Top of Records for processing

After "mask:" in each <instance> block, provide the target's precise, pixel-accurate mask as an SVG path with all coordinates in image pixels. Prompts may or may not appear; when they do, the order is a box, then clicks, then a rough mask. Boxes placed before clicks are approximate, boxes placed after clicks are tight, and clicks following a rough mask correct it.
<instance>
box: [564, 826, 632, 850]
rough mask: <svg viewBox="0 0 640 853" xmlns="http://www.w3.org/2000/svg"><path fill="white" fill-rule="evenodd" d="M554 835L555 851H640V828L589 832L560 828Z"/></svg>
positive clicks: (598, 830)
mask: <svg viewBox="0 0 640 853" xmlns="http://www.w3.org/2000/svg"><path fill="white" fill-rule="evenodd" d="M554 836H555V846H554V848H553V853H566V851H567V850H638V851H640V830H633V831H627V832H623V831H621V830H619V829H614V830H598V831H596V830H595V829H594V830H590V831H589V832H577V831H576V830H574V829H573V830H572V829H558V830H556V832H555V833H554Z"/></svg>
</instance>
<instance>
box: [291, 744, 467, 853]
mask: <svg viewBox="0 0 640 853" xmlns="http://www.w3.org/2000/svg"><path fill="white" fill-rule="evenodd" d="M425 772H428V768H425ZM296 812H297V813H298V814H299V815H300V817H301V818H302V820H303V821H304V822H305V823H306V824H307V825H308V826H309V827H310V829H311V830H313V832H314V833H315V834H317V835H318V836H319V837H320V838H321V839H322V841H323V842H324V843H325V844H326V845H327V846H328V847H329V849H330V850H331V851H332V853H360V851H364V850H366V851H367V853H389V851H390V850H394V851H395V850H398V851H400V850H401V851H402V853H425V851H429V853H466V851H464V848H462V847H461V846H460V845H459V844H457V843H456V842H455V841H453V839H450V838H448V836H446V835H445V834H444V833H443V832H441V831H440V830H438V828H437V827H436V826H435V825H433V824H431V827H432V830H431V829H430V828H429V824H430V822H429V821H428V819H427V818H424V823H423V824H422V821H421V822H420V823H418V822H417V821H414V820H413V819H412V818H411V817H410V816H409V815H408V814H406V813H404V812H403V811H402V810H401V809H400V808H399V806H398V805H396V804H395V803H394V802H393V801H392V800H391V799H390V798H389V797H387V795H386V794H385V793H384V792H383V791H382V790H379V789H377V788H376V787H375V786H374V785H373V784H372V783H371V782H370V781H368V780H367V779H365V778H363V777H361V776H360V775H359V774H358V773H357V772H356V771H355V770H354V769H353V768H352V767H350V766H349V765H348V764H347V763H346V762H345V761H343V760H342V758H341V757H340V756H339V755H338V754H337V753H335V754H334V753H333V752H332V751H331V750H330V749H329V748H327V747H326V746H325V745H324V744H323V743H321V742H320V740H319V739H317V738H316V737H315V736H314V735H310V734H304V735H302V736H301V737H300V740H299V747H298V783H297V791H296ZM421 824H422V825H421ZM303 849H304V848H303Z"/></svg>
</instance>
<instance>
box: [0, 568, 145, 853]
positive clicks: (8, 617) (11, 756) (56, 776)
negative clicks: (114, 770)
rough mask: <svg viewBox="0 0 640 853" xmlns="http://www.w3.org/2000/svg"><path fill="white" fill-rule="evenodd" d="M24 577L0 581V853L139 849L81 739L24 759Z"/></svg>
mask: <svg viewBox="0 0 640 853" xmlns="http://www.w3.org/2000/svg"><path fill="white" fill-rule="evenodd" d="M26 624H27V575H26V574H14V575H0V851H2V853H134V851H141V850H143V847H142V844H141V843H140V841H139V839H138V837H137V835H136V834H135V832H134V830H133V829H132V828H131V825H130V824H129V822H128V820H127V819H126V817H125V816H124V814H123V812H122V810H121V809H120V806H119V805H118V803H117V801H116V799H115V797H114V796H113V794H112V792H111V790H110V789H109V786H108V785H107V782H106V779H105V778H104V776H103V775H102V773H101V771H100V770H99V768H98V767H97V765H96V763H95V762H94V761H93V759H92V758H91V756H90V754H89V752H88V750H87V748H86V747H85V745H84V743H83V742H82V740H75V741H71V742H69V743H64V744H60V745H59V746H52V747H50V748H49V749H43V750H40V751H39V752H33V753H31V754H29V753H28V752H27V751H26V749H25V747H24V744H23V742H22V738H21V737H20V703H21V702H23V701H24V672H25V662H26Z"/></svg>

Bottom of Records for processing

◆ Work order ◆
Quote the data above from the line containing "box: [564, 826, 632, 850]" to the line containing "835L555 851H640V828L589 832L560", inclusive, and stop.

◆ Reply ◆
box: [564, 826, 632, 850]
rough mask: <svg viewBox="0 0 640 853" xmlns="http://www.w3.org/2000/svg"><path fill="white" fill-rule="evenodd" d="M554 835L555 851H640V828L589 832L560 828Z"/></svg>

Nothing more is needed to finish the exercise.